**Ausgewählter Textauszug:**
───
Samstag, 8. April 2017

Die erstaunlichen Langlebigkeit eines Fakes

Warum begann Rainer Friedrich Meyer, so fragt er sich, "überhaupt mit dem Buchwörterbuch? Als ich vor neun Jahren das Handbuch des Verbandes deutscher Antiquare durchblätterte, traf ich auf Michael Trenkles „Fachbegriffe im Antiquariat. Ein Glossar“, und dort unter „Alinea, Alineazeichen“ auf die bemerkenswerte Passage: „In der Frührenaissance war ein Zeichen in der Form eines Blatts (das Aldus-Blatt, nach Aldus Manutius d. Ä. 1449-1515) beliebt.“
Dieser kritiklos übernommene Unfug hat sich bis in die neueste Auflage retten können. [...] die Tatsache, daß Fehlinformationen jahrelang weitergeschleppt wurden, hat mich inspiriert, es selbst zu versuchen.
Doch falls Trost darin zu finden sein sollte, die deutsche Wikipedia fällt auch darauf herein: „Das Aldusblatt ist eine Ornamentform, welche nach dem italienischen Buchdrucker und Verleger Aldus Manutius benannt ist. Dieser verwendete das herzförmige Blatt als Schmuck in seinen Büchern.“ Und: „Bereits in frühgriechischen Inschriften ist das Aldusblatt zu finden. In der Frührenaissance wird es als Alineazeichen, als Einleitungszeichen für einen Absatz verwendet. Durch seine häufige Verwendung bei Aldus Manutius fand es im 16. Jahrhundert eine noch größere Verbreitung als Schlussstück für eine Textpassage oder zur Zierde von Titelblättern.“
Hofft man nun auf einen Beleg in Gestalt eines Bildes aus einer Aldine, so hofft man vergebens. Zur Illustration dienen nur andere Textseiten [...].
Einer ebenfalls gewagte Hypothese, das Blättlein sei auf den Aldinischen Einbänden verwandt worden, sei nur entgegnet: Es gab sie nicht, die Aldinischen Originaleinbände, auch wenn Hans Loubier in „Der Bucheinband von seinen Anfängen bis zum Ende des 18. Jahrhunderts“ (2. Aufl., Leipzig, 1926) auf Seite 153 von „Arabesken, die in Delphine auslaufen“ träumt und „goldene Lindenblättchen, die sogenannten Aldus-Blätter“ auf solchen Originaleinbänden zu erblicken vermeint."
(aus dem Blog meyerbuch)

2 Kommentare:

T. Glöß hat gesagt…

Lieber Rainer Friedrich Meyer,
da stimme ich Ihnen voll und ganz zu, oft werden wissenschaftliche "Fakten" kritiklos übernommen. Der Mythos vom Aldusblatt gehört in diese Reihe und was dazu bei Wikipedia steht, ist in der Tat Unfug.
───
**Datensätze:**
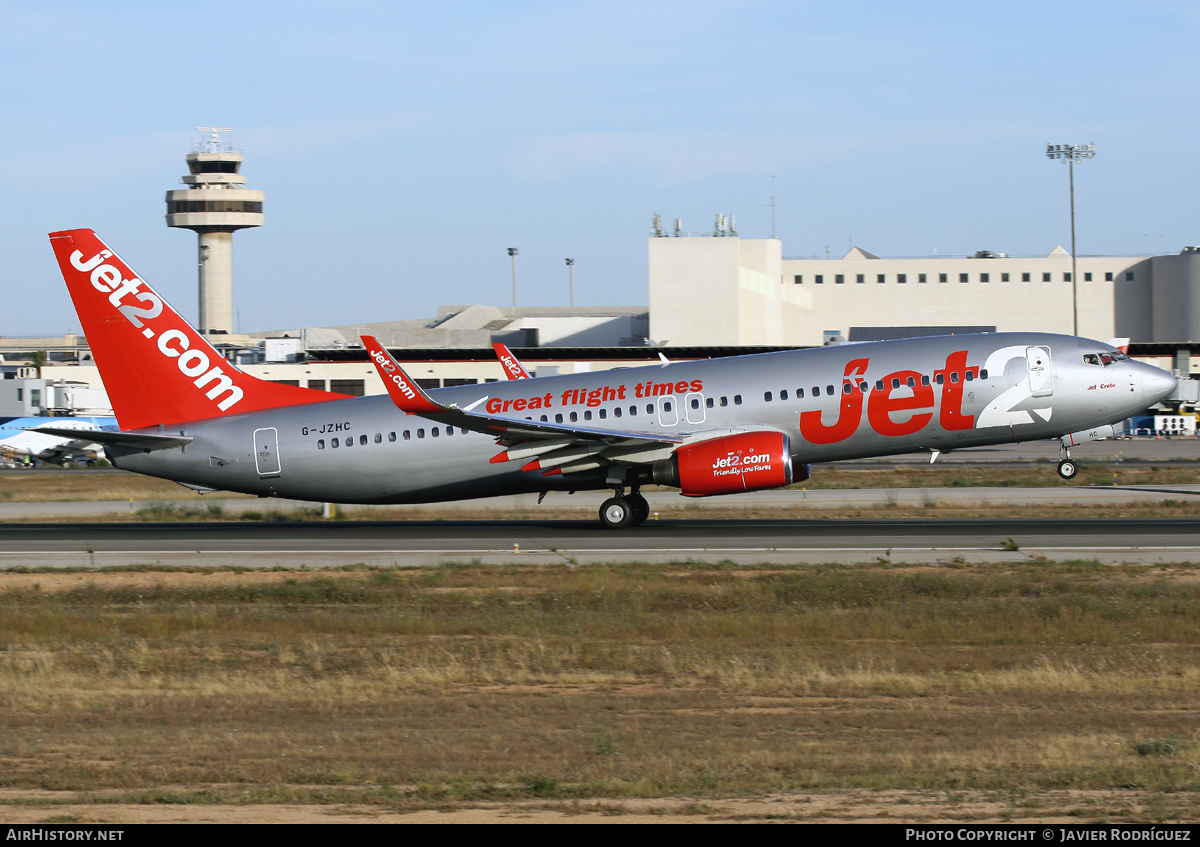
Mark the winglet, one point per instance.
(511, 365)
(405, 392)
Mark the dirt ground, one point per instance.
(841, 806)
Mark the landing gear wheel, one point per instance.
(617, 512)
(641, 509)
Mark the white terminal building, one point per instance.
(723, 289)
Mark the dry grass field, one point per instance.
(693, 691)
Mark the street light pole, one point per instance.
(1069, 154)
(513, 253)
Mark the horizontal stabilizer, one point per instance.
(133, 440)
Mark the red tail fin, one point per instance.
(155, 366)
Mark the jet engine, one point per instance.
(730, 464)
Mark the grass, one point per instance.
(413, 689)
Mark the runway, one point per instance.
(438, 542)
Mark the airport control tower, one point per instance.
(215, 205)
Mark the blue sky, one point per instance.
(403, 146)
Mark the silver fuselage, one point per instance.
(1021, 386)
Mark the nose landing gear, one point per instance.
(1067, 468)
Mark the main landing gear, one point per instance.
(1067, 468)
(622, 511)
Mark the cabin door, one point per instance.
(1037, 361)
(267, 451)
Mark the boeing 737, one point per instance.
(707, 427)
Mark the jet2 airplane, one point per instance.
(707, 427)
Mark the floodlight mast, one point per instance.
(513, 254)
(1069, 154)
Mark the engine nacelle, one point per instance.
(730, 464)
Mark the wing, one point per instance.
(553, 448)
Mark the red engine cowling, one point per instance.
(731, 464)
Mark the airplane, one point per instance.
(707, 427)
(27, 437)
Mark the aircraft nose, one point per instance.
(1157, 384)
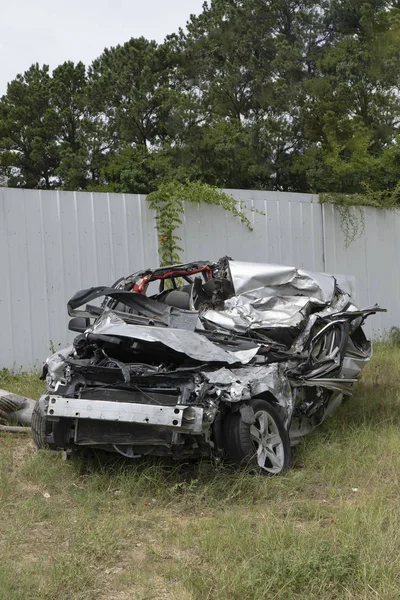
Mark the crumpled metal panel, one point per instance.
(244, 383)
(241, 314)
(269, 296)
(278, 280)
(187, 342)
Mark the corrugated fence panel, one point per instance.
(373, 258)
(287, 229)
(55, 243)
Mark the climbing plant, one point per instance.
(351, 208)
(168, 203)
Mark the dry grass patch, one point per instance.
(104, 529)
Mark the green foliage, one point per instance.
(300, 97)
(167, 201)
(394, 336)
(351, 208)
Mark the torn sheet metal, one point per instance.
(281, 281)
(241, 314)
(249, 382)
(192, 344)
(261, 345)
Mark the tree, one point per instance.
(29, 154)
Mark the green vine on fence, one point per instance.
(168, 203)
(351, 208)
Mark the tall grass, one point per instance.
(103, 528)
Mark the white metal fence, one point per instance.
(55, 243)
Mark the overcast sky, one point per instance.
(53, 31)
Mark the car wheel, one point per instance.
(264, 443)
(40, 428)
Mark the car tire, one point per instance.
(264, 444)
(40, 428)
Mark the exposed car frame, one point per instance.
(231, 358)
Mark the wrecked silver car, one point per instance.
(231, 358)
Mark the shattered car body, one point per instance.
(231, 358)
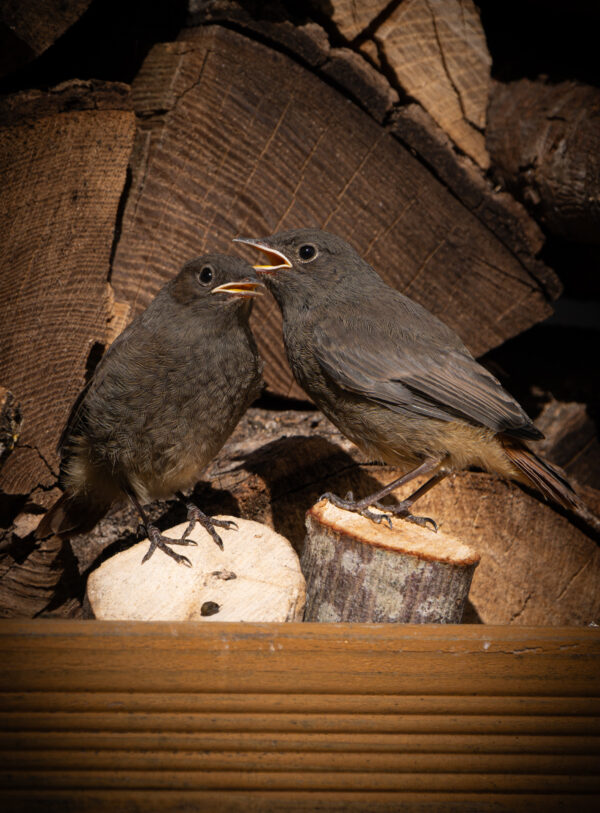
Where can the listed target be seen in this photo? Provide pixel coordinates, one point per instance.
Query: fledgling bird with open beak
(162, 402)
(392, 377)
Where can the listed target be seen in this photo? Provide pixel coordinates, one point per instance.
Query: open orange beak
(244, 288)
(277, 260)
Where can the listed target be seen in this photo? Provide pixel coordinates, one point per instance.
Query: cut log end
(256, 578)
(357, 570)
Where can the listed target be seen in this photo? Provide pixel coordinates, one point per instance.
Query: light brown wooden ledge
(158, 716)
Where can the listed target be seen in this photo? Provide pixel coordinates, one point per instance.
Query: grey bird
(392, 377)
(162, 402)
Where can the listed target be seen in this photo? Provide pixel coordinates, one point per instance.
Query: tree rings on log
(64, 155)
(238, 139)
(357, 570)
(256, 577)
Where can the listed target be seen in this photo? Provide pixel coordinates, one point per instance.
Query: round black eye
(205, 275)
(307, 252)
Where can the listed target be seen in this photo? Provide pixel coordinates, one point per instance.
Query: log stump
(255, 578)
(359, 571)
───
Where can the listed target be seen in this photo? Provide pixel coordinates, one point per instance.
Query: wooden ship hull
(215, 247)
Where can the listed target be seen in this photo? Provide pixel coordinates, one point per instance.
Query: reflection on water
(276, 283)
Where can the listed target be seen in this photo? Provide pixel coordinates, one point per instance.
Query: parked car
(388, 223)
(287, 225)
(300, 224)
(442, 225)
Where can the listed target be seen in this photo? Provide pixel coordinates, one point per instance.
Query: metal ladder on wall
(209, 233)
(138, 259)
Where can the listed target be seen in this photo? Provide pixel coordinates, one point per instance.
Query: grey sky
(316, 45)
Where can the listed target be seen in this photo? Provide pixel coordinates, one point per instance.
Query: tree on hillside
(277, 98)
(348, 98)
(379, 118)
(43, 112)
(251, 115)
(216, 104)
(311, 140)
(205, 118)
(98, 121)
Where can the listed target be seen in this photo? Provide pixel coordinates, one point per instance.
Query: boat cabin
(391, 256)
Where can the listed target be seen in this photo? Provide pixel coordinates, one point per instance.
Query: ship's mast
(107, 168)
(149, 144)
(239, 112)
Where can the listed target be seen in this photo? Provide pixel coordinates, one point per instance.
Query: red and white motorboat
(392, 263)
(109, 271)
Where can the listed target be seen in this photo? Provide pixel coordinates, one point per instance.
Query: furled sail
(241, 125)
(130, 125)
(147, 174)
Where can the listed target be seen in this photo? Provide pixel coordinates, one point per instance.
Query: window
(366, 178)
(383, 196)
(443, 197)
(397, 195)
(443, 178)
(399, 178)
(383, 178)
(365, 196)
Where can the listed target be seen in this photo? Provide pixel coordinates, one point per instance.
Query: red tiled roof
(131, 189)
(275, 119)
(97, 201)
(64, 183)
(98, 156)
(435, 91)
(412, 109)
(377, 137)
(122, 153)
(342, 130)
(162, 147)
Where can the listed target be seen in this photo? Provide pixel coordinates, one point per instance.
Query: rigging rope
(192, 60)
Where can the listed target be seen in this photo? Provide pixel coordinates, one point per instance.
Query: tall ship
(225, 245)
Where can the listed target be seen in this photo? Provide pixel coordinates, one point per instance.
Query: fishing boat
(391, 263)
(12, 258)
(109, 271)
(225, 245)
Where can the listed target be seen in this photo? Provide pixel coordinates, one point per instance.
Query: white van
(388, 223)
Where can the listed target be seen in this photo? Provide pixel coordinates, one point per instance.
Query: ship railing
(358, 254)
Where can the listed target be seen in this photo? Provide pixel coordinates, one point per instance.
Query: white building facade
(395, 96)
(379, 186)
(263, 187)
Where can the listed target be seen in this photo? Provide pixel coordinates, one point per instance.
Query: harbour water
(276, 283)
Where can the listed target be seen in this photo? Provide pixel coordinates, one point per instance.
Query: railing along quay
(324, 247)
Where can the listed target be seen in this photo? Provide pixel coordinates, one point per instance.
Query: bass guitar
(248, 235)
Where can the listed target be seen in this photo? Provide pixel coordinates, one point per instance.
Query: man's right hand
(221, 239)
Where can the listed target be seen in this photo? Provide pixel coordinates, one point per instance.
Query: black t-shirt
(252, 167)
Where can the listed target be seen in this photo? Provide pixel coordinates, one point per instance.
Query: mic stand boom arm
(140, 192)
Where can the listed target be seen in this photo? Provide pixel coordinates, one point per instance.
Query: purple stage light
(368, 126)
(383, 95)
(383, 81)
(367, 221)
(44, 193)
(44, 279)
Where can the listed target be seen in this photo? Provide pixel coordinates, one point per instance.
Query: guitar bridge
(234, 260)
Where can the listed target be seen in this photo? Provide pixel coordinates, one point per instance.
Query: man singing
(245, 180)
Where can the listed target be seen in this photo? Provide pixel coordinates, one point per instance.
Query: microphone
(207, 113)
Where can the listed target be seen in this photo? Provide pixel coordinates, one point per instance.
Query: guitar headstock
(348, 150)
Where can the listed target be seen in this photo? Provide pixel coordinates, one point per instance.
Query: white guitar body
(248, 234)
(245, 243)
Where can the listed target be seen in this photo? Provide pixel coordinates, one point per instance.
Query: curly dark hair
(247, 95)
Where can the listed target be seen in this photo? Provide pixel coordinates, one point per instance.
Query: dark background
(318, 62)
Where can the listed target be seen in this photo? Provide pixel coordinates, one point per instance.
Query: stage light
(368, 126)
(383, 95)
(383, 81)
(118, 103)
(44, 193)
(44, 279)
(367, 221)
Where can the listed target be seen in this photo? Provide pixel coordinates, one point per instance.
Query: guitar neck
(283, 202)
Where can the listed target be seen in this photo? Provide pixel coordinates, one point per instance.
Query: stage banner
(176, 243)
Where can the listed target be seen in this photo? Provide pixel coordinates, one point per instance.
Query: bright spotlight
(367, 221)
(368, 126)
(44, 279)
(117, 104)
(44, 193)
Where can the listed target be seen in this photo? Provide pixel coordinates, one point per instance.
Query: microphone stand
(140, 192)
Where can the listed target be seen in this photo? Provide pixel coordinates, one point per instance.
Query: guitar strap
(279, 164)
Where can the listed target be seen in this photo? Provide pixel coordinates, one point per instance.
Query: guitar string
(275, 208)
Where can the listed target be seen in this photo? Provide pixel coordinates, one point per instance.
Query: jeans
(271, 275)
───
**Aufgaben:**
1: Kopieren Sie aus dem Textauszug über das Aldusblatt den Abschnitt zwischen „Samstag, 8. April“ und „selbst zu versuchen.“, beide Stellen eingeschlossen.
2: Welche Lebensdaten gibt der Textauszug über das Aldusblatt für Aldus Manutius d. Ä. an?

**Antworten:**
1:
Samstag, 8. April 2017

Die erstaunlichen Langlebigkeit eines Fakes

Warum begann Rainer Friedrich Meyer, so fragt er sich, "überhaupt mit dem Buchwörterbuch? Als ich vor neun Jahren das Handbuch des Verbandes deutscher Antiquare durchblätterte, traf ich auf Michael Trenkles „Fachbegriffe im Antiquariat. Ein Glossar“, und dort unter „Alinea, Alineazeichen“ auf die bemerkenswerte Passage: „In der Frührenaissance war ein Zeichen in der Form eines Blatts (das Aldus-Blatt, nach Aldus Manutius d. Ä. 1449-1515) beliebt.“
Dieser kritiklos übernommene Unfug hat sich bis in die neueste Auflage retten können. [...] die Tatsache, daß Fehlinformationen jahrelang weitergeschleppt wurden, hat mich inspiriert, es selbst zu versuchen.

2: 1449-1515